● Stated goal
Select and copy every line below that contains the word "horse".

● Working data
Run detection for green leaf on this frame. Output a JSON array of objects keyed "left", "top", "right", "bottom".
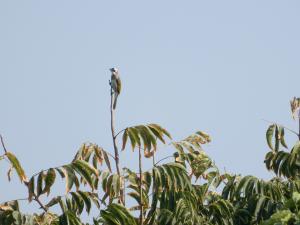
[
  {"left": 103, "top": 151, "right": 112, "bottom": 172},
  {"left": 122, "top": 129, "right": 128, "bottom": 151},
  {"left": 5, "top": 152, "right": 27, "bottom": 182},
  {"left": 36, "top": 171, "right": 44, "bottom": 197},
  {"left": 63, "top": 165, "right": 76, "bottom": 193},
  {"left": 72, "top": 160, "right": 98, "bottom": 190},
  {"left": 27, "top": 177, "right": 34, "bottom": 202},
  {"left": 266, "top": 124, "right": 276, "bottom": 150},
  {"left": 43, "top": 168, "right": 56, "bottom": 196}
]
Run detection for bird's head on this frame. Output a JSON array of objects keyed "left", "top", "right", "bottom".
[{"left": 109, "top": 67, "right": 118, "bottom": 73}]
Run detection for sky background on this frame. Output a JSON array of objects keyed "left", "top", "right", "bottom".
[{"left": 0, "top": 0, "right": 300, "bottom": 216}]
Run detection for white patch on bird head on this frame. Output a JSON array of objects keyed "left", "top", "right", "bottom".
[{"left": 109, "top": 67, "right": 118, "bottom": 73}]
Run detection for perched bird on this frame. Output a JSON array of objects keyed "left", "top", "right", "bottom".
[{"left": 110, "top": 68, "right": 122, "bottom": 109}]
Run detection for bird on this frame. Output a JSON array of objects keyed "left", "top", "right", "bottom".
[{"left": 110, "top": 68, "right": 122, "bottom": 110}]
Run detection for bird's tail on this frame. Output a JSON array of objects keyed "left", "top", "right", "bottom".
[{"left": 113, "top": 94, "right": 118, "bottom": 110}]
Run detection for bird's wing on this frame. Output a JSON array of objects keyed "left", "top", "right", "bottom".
[{"left": 117, "top": 77, "right": 122, "bottom": 94}]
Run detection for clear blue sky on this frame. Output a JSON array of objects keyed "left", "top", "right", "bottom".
[{"left": 0, "top": 0, "right": 300, "bottom": 214}]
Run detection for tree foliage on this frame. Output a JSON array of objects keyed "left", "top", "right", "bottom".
[{"left": 0, "top": 78, "right": 300, "bottom": 225}]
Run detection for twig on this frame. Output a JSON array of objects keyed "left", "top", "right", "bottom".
[
  {"left": 0, "top": 198, "right": 28, "bottom": 205},
  {"left": 298, "top": 118, "right": 300, "bottom": 141},
  {"left": 110, "top": 81, "right": 124, "bottom": 205},
  {"left": 0, "top": 134, "right": 7, "bottom": 154},
  {"left": 33, "top": 193, "right": 48, "bottom": 212},
  {"left": 154, "top": 155, "right": 174, "bottom": 166},
  {"left": 139, "top": 148, "right": 144, "bottom": 225},
  {"left": 114, "top": 128, "right": 127, "bottom": 138},
  {"left": 262, "top": 119, "right": 300, "bottom": 138}
]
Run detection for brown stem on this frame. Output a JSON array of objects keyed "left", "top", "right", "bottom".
[
  {"left": 110, "top": 87, "right": 125, "bottom": 205},
  {"left": 0, "top": 134, "right": 7, "bottom": 154},
  {"left": 139, "top": 148, "right": 144, "bottom": 225},
  {"left": 298, "top": 118, "right": 300, "bottom": 141}
]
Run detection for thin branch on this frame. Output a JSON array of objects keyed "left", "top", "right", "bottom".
[
  {"left": 298, "top": 116, "right": 300, "bottom": 141},
  {"left": 262, "top": 119, "right": 300, "bottom": 138},
  {"left": 139, "top": 148, "right": 144, "bottom": 225},
  {"left": 0, "top": 134, "right": 7, "bottom": 154},
  {"left": 33, "top": 193, "right": 48, "bottom": 212},
  {"left": 154, "top": 155, "right": 174, "bottom": 166},
  {"left": 0, "top": 198, "right": 28, "bottom": 205},
  {"left": 102, "top": 149, "right": 115, "bottom": 159},
  {"left": 110, "top": 81, "right": 124, "bottom": 205},
  {"left": 114, "top": 128, "right": 127, "bottom": 138}
]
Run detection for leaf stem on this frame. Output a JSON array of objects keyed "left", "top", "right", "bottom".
[
  {"left": 110, "top": 82, "right": 124, "bottom": 205},
  {"left": 139, "top": 148, "right": 144, "bottom": 225},
  {"left": 0, "top": 134, "right": 7, "bottom": 154}
]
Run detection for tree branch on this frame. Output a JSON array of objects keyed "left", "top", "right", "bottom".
[
  {"left": 139, "top": 148, "right": 144, "bottom": 225},
  {"left": 0, "top": 134, "right": 7, "bottom": 154},
  {"left": 110, "top": 81, "right": 124, "bottom": 205},
  {"left": 262, "top": 119, "right": 300, "bottom": 136},
  {"left": 154, "top": 155, "right": 174, "bottom": 166}
]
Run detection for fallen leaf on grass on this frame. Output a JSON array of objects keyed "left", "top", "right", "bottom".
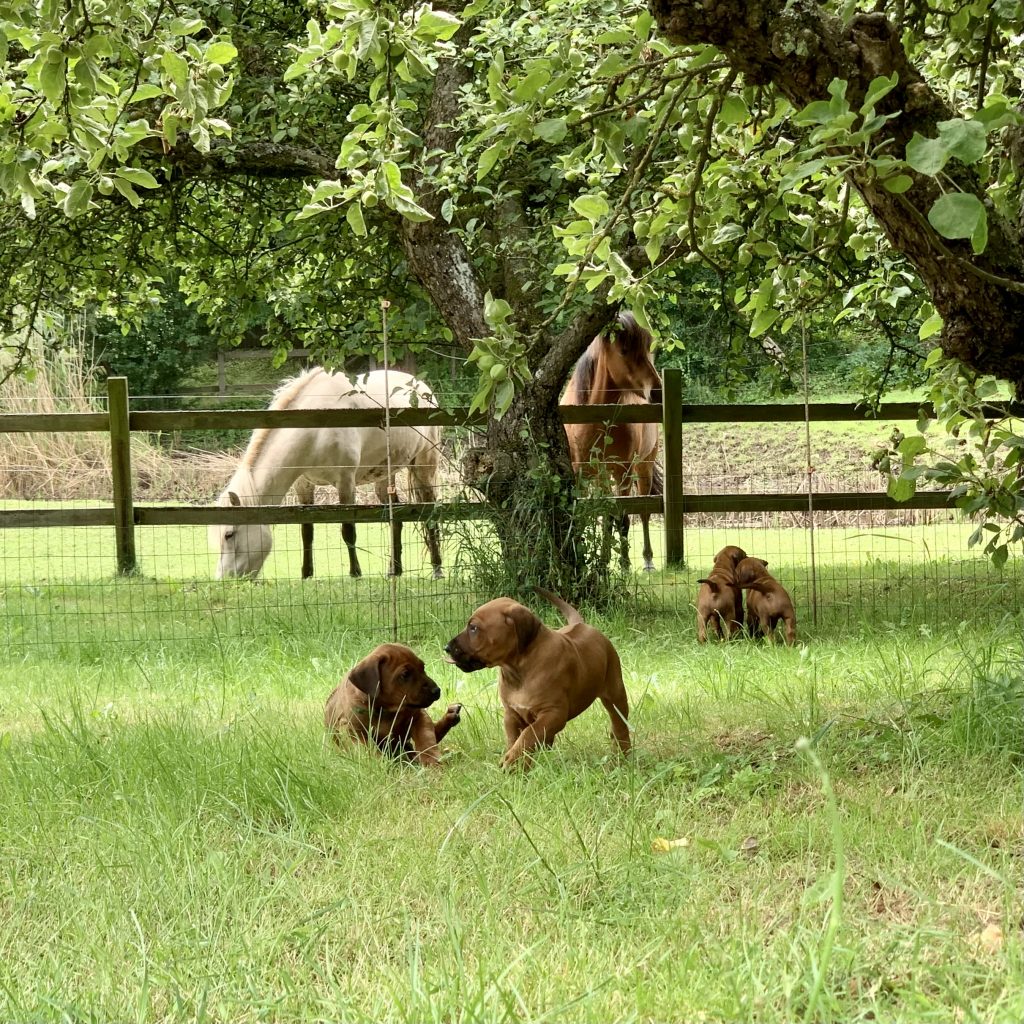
[
  {"left": 650, "top": 836, "right": 690, "bottom": 853},
  {"left": 971, "top": 925, "right": 1002, "bottom": 953}
]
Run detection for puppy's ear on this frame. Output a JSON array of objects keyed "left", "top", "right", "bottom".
[
  {"left": 348, "top": 654, "right": 387, "bottom": 697},
  {"left": 505, "top": 604, "right": 541, "bottom": 650}
]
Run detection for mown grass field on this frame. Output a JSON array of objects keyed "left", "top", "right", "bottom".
[
  {"left": 0, "top": 527, "right": 1024, "bottom": 1022},
  {"left": 0, "top": 397, "right": 1024, "bottom": 1022}
]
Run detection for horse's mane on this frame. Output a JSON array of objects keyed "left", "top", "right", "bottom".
[
  {"left": 239, "top": 367, "right": 324, "bottom": 471},
  {"left": 571, "top": 310, "right": 651, "bottom": 406}
]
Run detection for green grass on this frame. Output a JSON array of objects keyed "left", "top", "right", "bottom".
[
  {"left": 0, "top": 615, "right": 1024, "bottom": 1021},
  {"left": 0, "top": 485, "right": 1024, "bottom": 1022}
]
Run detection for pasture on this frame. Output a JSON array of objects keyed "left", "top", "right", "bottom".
[{"left": 0, "top": 522, "right": 1024, "bottom": 1021}]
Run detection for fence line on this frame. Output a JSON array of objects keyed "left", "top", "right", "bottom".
[{"left": 0, "top": 378, "right": 1024, "bottom": 573}]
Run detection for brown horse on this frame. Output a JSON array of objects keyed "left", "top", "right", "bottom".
[{"left": 562, "top": 312, "right": 662, "bottom": 572}]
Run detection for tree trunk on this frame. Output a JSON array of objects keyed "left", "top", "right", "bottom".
[{"left": 650, "top": 0, "right": 1024, "bottom": 395}]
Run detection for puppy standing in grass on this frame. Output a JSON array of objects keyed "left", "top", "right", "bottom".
[
  {"left": 736, "top": 558, "right": 797, "bottom": 645},
  {"left": 444, "top": 588, "right": 630, "bottom": 768},
  {"left": 697, "top": 544, "right": 746, "bottom": 643},
  {"left": 324, "top": 643, "right": 462, "bottom": 765}
]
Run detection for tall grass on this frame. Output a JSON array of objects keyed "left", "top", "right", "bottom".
[{"left": 0, "top": 617, "right": 1024, "bottom": 1024}]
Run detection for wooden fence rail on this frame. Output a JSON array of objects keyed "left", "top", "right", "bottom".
[{"left": 0, "top": 370, "right": 1024, "bottom": 574}]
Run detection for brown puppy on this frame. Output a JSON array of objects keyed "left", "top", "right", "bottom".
[
  {"left": 697, "top": 563, "right": 743, "bottom": 643},
  {"left": 324, "top": 643, "right": 462, "bottom": 765},
  {"left": 736, "top": 558, "right": 797, "bottom": 644},
  {"left": 697, "top": 544, "right": 746, "bottom": 643},
  {"left": 444, "top": 588, "right": 630, "bottom": 768}
]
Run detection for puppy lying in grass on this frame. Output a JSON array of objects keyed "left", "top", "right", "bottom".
[
  {"left": 697, "top": 544, "right": 746, "bottom": 643},
  {"left": 736, "top": 558, "right": 797, "bottom": 645},
  {"left": 324, "top": 643, "right": 462, "bottom": 765}
]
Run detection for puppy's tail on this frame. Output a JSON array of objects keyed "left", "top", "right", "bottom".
[{"left": 534, "top": 587, "right": 584, "bottom": 626}]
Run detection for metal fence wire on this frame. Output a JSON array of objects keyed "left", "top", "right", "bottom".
[{"left": 0, "top": 373, "right": 1022, "bottom": 658}]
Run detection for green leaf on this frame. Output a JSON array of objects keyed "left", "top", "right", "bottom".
[
  {"left": 512, "top": 68, "right": 551, "bottom": 103},
  {"left": 415, "top": 7, "right": 462, "bottom": 39},
  {"left": 937, "top": 118, "right": 986, "bottom": 164},
  {"left": 534, "top": 118, "right": 568, "bottom": 143},
  {"left": 39, "top": 46, "right": 67, "bottom": 106},
  {"left": 113, "top": 177, "right": 142, "bottom": 207},
  {"left": 117, "top": 167, "right": 160, "bottom": 188},
  {"left": 896, "top": 434, "right": 928, "bottom": 459},
  {"left": 63, "top": 178, "right": 92, "bottom": 217},
  {"left": 886, "top": 476, "right": 918, "bottom": 502},
  {"left": 345, "top": 203, "right": 367, "bottom": 239},
  {"left": 476, "top": 142, "right": 505, "bottom": 181},
  {"left": 206, "top": 40, "right": 239, "bottom": 65},
  {"left": 572, "top": 196, "right": 610, "bottom": 224},
  {"left": 928, "top": 193, "right": 985, "bottom": 239},
  {"left": 160, "top": 50, "right": 188, "bottom": 89},
  {"left": 918, "top": 312, "right": 943, "bottom": 342},
  {"left": 751, "top": 309, "right": 782, "bottom": 338},
  {"left": 906, "top": 132, "right": 949, "bottom": 177},
  {"left": 718, "top": 92, "right": 751, "bottom": 125}
]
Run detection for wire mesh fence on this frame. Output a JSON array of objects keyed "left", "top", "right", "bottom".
[{"left": 0, "top": 372, "right": 1024, "bottom": 659}]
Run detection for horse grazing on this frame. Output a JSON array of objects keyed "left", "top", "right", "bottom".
[
  {"left": 210, "top": 367, "right": 441, "bottom": 580},
  {"left": 562, "top": 312, "right": 663, "bottom": 572}
]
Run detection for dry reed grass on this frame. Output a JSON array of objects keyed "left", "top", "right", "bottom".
[{"left": 0, "top": 348, "right": 236, "bottom": 501}]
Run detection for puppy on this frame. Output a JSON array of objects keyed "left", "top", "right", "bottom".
[
  {"left": 736, "top": 558, "right": 797, "bottom": 645},
  {"left": 444, "top": 588, "right": 630, "bottom": 768},
  {"left": 697, "top": 544, "right": 746, "bottom": 643},
  {"left": 324, "top": 643, "right": 462, "bottom": 765}
]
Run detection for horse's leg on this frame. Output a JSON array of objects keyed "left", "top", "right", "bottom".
[
  {"left": 341, "top": 522, "right": 362, "bottom": 579},
  {"left": 295, "top": 476, "right": 316, "bottom": 580},
  {"left": 618, "top": 512, "right": 630, "bottom": 570},
  {"left": 640, "top": 513, "right": 654, "bottom": 572},
  {"left": 335, "top": 472, "right": 362, "bottom": 579},
  {"left": 409, "top": 443, "right": 444, "bottom": 580},
  {"left": 377, "top": 480, "right": 401, "bottom": 575}
]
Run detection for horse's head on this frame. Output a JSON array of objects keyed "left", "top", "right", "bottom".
[
  {"left": 210, "top": 488, "right": 273, "bottom": 580},
  {"left": 602, "top": 312, "right": 662, "bottom": 401}
]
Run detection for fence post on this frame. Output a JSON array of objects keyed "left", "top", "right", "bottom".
[
  {"left": 662, "top": 367, "right": 685, "bottom": 568},
  {"left": 106, "top": 377, "right": 136, "bottom": 575}
]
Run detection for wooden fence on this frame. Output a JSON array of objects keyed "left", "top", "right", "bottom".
[{"left": 0, "top": 370, "right": 999, "bottom": 574}]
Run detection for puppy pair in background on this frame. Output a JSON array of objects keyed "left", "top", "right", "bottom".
[
  {"left": 324, "top": 643, "right": 462, "bottom": 766},
  {"left": 736, "top": 558, "right": 797, "bottom": 646},
  {"left": 697, "top": 544, "right": 797, "bottom": 645},
  {"left": 697, "top": 544, "right": 746, "bottom": 643}
]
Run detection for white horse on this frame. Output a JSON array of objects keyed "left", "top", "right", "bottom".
[{"left": 210, "top": 367, "right": 441, "bottom": 580}]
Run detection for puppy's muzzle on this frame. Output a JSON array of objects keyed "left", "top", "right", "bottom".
[{"left": 444, "top": 637, "right": 486, "bottom": 672}]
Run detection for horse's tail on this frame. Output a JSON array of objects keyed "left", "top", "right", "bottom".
[{"left": 534, "top": 587, "right": 584, "bottom": 626}]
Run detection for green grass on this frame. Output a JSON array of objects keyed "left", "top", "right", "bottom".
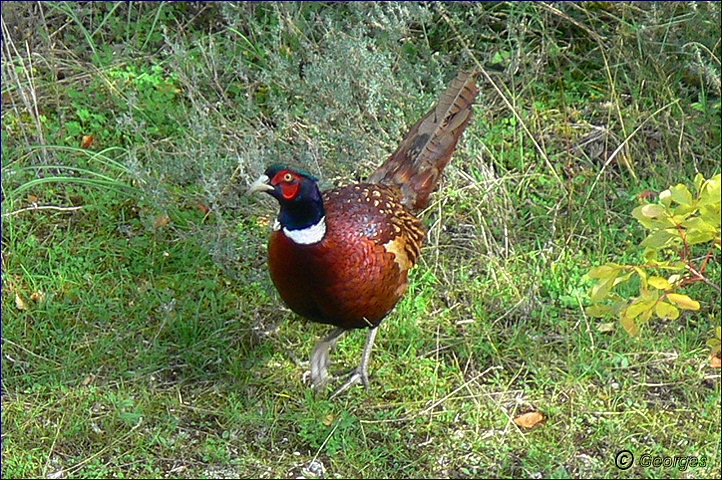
[{"left": 0, "top": 2, "right": 722, "bottom": 478}]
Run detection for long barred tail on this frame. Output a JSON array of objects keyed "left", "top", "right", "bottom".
[{"left": 368, "top": 71, "right": 479, "bottom": 211}]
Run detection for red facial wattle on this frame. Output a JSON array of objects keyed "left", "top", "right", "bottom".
[{"left": 271, "top": 170, "right": 301, "bottom": 200}]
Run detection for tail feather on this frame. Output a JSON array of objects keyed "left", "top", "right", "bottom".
[{"left": 368, "top": 71, "right": 479, "bottom": 210}]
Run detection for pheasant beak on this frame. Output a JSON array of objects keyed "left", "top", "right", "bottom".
[{"left": 248, "top": 175, "right": 275, "bottom": 195}]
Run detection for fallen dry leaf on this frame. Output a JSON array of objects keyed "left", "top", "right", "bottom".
[
  {"left": 597, "top": 322, "right": 616, "bottom": 333},
  {"left": 30, "top": 290, "right": 45, "bottom": 303},
  {"left": 15, "top": 293, "right": 28, "bottom": 310},
  {"left": 80, "top": 135, "right": 95, "bottom": 149},
  {"left": 153, "top": 215, "right": 170, "bottom": 228},
  {"left": 709, "top": 354, "right": 720, "bottom": 368},
  {"left": 514, "top": 412, "right": 544, "bottom": 428},
  {"left": 321, "top": 413, "right": 334, "bottom": 427}
]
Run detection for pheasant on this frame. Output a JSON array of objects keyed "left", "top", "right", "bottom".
[{"left": 249, "top": 71, "right": 478, "bottom": 396}]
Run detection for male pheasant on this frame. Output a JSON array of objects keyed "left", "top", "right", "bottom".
[{"left": 249, "top": 71, "right": 478, "bottom": 396}]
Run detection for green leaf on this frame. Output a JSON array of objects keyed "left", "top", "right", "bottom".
[
  {"left": 654, "top": 302, "right": 679, "bottom": 320},
  {"left": 623, "top": 300, "right": 655, "bottom": 319},
  {"left": 640, "top": 230, "right": 677, "bottom": 250},
  {"left": 667, "top": 293, "right": 699, "bottom": 310},
  {"left": 669, "top": 183, "right": 694, "bottom": 205},
  {"left": 647, "top": 276, "right": 672, "bottom": 290},
  {"left": 586, "top": 305, "right": 612, "bottom": 318},
  {"left": 694, "top": 172, "right": 704, "bottom": 192},
  {"left": 659, "top": 190, "right": 672, "bottom": 207},
  {"left": 587, "top": 263, "right": 620, "bottom": 278},
  {"left": 619, "top": 312, "right": 639, "bottom": 335},
  {"left": 589, "top": 277, "right": 616, "bottom": 302}
]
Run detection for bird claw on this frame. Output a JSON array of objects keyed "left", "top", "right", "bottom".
[{"left": 329, "top": 367, "right": 369, "bottom": 400}]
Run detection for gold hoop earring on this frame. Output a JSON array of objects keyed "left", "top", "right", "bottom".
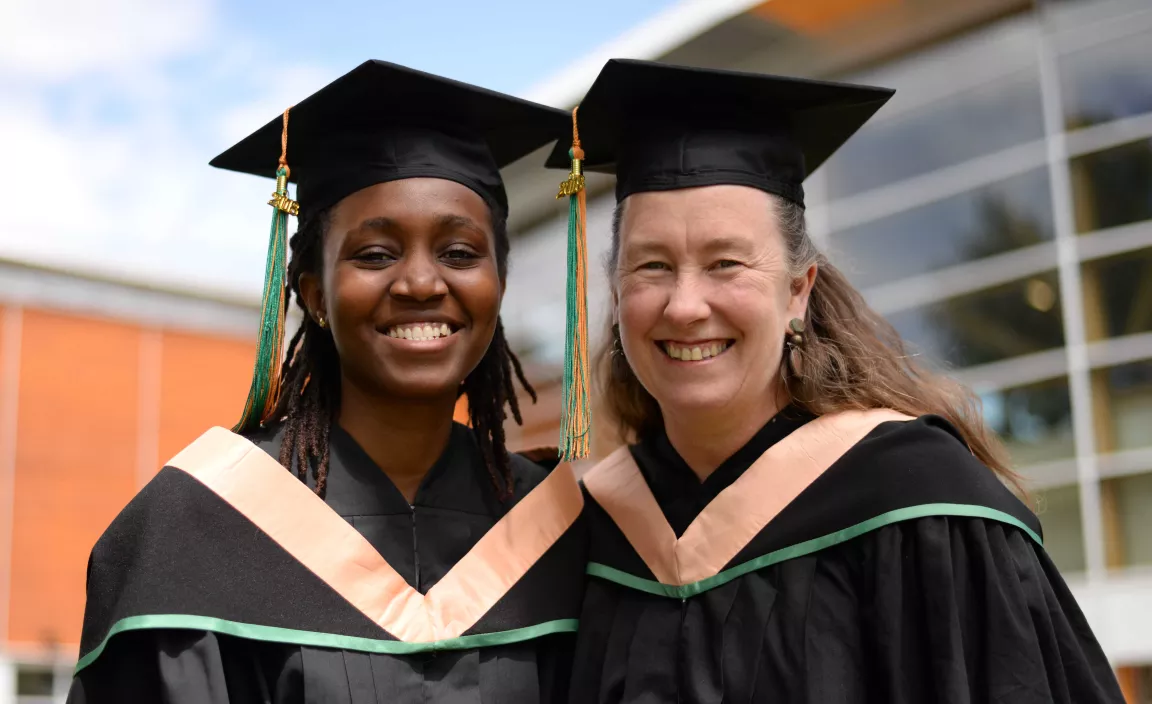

● Finished exercise
Run detection for horse's mane on this frame. Output a JSON array of objects keyed "left", "top", "right", "bottom".
Run detection for brown horse on this frame. Output a JSON array of objects keyed "left", "top", "right", "bottom".
Run detection for horse grazing on this frame. Output a JSON array of objects keyed "left", "top", "right", "bottom".
Run detection for horse's leg on this frame. Output a JSON array of objects keyed "left", "top", "right", "bottom".
Run detection for horse's head on this frame. Output a JSON array of objects keyed "left", "top", "right", "bottom".
Run detection for white horse on this frame. Output a JSON array of objects keyed "left", "top", "right", "bottom".
Run detection for horse's tail on this frame. Output a JSON array of objects keyed "left", "top", "right", "bottom".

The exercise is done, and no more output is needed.